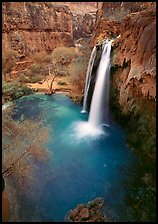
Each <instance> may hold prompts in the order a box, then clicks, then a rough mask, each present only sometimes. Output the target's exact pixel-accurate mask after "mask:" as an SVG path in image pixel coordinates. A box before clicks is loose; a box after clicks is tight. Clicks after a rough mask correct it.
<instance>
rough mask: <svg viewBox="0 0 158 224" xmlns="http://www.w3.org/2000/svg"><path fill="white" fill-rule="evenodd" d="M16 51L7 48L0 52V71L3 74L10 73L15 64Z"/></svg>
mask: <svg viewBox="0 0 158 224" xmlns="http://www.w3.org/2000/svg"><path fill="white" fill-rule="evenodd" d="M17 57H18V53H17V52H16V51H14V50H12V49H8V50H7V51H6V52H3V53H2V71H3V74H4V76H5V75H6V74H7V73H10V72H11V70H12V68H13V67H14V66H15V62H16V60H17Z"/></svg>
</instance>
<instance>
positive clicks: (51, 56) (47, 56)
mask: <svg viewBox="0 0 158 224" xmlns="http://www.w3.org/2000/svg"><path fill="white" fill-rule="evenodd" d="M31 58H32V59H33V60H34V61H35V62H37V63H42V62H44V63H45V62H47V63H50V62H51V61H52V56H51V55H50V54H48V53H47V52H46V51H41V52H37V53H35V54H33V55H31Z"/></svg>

* * * * *

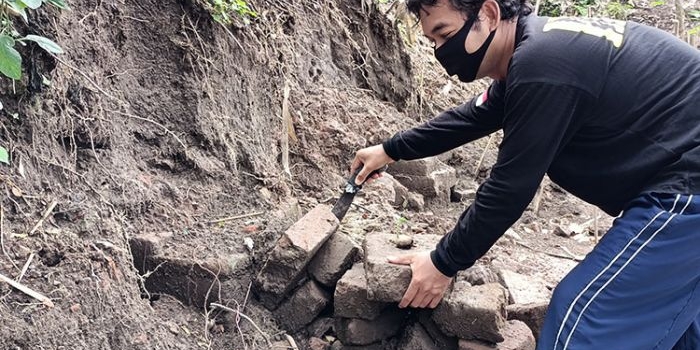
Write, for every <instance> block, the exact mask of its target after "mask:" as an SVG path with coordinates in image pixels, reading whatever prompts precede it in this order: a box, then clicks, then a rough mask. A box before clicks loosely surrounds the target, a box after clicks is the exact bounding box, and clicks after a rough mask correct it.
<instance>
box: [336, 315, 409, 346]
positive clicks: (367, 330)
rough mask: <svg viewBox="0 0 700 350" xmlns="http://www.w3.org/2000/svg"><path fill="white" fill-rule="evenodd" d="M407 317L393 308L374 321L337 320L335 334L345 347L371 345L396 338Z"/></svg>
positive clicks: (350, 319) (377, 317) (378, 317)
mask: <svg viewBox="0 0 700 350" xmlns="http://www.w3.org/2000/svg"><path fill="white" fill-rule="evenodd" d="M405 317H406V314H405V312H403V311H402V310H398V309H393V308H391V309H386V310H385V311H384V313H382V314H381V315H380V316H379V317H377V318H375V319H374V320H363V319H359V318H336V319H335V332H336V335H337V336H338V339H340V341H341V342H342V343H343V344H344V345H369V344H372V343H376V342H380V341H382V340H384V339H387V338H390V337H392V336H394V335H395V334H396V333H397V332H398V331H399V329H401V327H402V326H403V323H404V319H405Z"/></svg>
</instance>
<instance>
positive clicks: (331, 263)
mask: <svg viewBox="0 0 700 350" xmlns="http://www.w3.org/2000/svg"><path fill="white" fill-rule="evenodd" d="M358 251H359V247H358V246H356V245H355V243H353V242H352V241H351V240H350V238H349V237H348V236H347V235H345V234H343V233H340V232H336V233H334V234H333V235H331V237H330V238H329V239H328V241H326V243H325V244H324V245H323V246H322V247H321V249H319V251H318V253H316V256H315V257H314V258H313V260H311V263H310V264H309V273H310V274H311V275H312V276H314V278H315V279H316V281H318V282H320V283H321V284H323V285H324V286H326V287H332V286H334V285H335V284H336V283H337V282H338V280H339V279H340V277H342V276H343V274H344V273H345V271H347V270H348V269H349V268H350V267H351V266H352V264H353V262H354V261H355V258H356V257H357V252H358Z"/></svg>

* * * * *

What is expected:
In the records above, locate each line with the word "order". Copy all such lines.

Solution below:
Each <instance> may hold prompts in the order a box, then clicks, then a rough mask, each present only sometimes. Output the target's exact pixel-accurate mask after "mask:" as an SVG path in image pixel coordinates. A box before clicks is loose; a box after clicks is tight. Clicks after a rough mask correct it.
Write, for every <instance> block, the exact mask of its target after "mask:" as an SVG path with coordinates in image pixels, reading whatever prompts precede it in this order: a box, then clicks, then a rough mask. A box before clicks loosely surrounds the target, a box after clicks is the exact bounding box, and clicks after a rough mask correct it.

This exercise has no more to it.